Il s’ensuivrait une perte de leviers d’action en termes de coopération et de développement alors que des solutions politiques aux conflits en cours sont mises en avant dans les discours des autorités politiques. Cela pourrait aussi réduire ou supprimer les bourses scolaires, menaçant le système actuel des lycées français à l’étranger. Il est également possible de voir l’indemnité de résidence à l’étranger des diplomates ce qui d’après la note « produirait un effet désincitatif, voire la création de phénomènes endogènes : tentatives de corruption, perte d’indépendance… ».

Enfin, le plus préoccupant est la remise en question du maintien de la représentation permanente (RP) auprès de l’ONU à New York, réduit à un simple poste de présence diplomatique. Or aux vues de la baisse de nos contributions volontaires à l’ONU la « RP à New York ne pourra plus faire illusion plus longtemps ». L’abandon politique par la France de son siège permanent au conseil de sécurité de l’ONU sera alors objectif, ouvrant la voie à son exploitation par l’Allemagne ou son utilisation comme siège européen. Ce serait là un pas vers le fédéralisme européen, tout cela pour un gain budgétaire limité, le Quai d’Orsay ne pesant que  1% du budget de l’Etat.
----
[Objectif 1]
Extrayez du texte sur le budget du Quai d'Orsay le passage commençant à « Enfin, le plus » et se terminant à « budget de l’Etat. ».
[Objectif 2]
Remplacez « marker » par « dot » dans les lignes de données, en commençant à la ligne qui contient « statue's belt, placed » et en terminant à la dernière ligne. Ne redonnez que ces lignes, sans aucune autre modification.

[Lignes de données]
----
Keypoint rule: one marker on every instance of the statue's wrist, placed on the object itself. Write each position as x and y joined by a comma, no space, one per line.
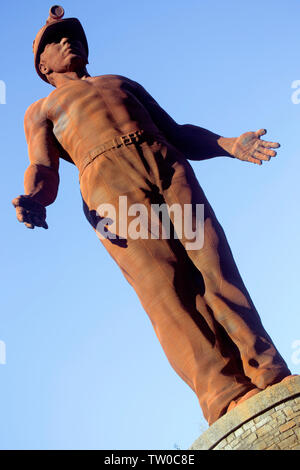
228,145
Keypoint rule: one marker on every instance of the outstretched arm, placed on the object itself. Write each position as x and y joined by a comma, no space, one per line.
41,179
200,144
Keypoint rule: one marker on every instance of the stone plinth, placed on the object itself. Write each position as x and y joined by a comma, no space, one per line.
269,420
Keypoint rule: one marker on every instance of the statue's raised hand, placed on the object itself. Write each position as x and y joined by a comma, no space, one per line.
30,212
250,148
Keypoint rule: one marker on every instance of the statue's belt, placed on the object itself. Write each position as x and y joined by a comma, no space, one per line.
137,137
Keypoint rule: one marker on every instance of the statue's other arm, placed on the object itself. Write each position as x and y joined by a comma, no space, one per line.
41,178
200,144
----
[Réponse 1]
Enfin, le plus préoccupant est la remise en question du maintien de la représentation permanente (RP) auprès de l’ONU à New York, réduit à un simple poste de présence diplomatique. Or aux vues de la baisse de nos contributions volontaires à l’ONU la « RP à New York ne pourra plus faire illusion plus longtemps ». L’abandon politique par la France de son siège permanent au conseil de sécurité de l’ONU sera alors objectif, ouvrant la voie à son exploitation par l’Allemagne ou son utilisation comme siège européen. Ce serait là un pas vers le fédéralisme européen, tout cela pour un gain budgétaire limité, le Quai d’Orsay ne pesant que  1% du budget de l’Etat.

[Réponse 2]
Keypoint rule: one dot on every instance of the statue's belt, placed on the object itself. Write each position as x and y joined by a comma, no space, one per line.
137,137
Keypoint rule: one dot on every instance of the statue's other arm, placed on the object itself. Write each position as x and y joined by a comma, no space, one per line.
41,178
200,144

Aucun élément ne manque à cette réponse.